### Items listed in a dataset
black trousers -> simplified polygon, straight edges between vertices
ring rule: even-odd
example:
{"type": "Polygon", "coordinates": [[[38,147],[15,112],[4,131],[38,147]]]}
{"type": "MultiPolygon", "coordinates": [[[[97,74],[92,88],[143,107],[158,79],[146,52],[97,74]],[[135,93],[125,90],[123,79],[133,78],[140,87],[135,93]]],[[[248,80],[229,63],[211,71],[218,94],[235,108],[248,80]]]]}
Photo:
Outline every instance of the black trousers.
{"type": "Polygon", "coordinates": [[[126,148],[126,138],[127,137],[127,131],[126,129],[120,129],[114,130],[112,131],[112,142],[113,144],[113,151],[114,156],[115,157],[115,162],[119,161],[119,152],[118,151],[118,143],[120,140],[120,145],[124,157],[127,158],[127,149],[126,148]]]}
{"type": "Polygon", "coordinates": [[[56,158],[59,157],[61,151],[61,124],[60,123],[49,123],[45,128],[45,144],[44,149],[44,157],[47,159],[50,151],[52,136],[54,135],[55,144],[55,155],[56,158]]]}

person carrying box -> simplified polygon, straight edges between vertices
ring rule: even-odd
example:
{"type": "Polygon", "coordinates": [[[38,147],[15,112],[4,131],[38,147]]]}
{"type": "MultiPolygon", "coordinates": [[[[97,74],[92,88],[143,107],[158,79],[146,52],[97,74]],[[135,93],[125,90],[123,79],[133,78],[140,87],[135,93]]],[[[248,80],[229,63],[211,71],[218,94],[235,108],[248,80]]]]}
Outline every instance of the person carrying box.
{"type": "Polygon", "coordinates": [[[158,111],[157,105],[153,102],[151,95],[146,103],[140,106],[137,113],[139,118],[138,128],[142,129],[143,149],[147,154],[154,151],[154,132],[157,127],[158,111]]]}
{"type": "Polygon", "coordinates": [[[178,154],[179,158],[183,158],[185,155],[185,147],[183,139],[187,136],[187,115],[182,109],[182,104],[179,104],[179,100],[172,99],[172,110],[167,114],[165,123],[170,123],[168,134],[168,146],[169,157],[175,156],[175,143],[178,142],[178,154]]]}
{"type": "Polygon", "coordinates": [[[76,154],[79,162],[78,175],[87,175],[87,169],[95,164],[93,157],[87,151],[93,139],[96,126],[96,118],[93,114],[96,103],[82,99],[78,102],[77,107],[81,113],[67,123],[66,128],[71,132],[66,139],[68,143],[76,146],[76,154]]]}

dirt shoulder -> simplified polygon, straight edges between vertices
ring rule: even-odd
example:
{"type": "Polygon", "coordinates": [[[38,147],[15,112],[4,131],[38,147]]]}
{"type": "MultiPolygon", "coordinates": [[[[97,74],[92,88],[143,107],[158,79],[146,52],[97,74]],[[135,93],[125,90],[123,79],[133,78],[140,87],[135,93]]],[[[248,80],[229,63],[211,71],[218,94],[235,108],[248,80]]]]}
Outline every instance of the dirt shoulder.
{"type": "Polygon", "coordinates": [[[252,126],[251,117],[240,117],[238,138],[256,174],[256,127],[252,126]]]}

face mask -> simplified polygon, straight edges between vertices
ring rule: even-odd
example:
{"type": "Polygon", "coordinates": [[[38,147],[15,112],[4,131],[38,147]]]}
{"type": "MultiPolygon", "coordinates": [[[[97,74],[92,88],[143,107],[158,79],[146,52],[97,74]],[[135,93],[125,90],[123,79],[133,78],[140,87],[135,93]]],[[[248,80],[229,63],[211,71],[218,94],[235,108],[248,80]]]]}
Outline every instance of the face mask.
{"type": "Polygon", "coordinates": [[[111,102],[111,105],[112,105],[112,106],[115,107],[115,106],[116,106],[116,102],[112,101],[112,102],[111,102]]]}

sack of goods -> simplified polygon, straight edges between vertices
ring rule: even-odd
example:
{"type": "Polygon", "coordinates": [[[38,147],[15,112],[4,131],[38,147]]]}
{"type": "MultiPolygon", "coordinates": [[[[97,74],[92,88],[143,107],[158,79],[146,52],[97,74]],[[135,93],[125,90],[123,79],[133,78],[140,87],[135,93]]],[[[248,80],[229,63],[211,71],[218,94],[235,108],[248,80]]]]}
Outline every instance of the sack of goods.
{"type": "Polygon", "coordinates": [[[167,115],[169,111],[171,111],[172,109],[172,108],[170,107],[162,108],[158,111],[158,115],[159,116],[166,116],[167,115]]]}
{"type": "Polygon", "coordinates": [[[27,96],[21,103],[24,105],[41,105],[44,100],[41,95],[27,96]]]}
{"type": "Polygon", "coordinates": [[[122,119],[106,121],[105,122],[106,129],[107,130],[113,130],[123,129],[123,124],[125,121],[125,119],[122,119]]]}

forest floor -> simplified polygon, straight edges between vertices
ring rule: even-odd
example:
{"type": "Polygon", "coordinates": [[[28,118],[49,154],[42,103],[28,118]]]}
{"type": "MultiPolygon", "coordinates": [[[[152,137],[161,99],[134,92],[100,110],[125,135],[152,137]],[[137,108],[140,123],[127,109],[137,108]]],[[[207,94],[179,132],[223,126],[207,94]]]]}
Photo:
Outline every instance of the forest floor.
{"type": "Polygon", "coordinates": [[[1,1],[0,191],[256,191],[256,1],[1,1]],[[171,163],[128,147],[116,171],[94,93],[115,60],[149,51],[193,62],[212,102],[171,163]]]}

### AIM OF THE EXERCISE
Give the lines again from the one containing "face mask ->" through the one containing "Outline every instance of the face mask.", swapping "face mask" for "dust mask" and leaving everything else as it is.

### RESULT OF THE EXERCISE
dust mask -> simplified polygon, straight edges between vertices
ring rule: even-odd
example:
{"type": "Polygon", "coordinates": [[[38,147],[15,112],[4,131],[38,147]]]}
{"type": "MultiPolygon", "coordinates": [[[[97,74],[92,88],[143,107],[158,79],[146,52],[97,74]],[[135,93],[125,90],[123,79],[133,78],[140,87],[135,93]]],[[[248,80],[229,63],[211,71],[218,94],[235,108],[248,80]]]]}
Outline every instance of the dust mask.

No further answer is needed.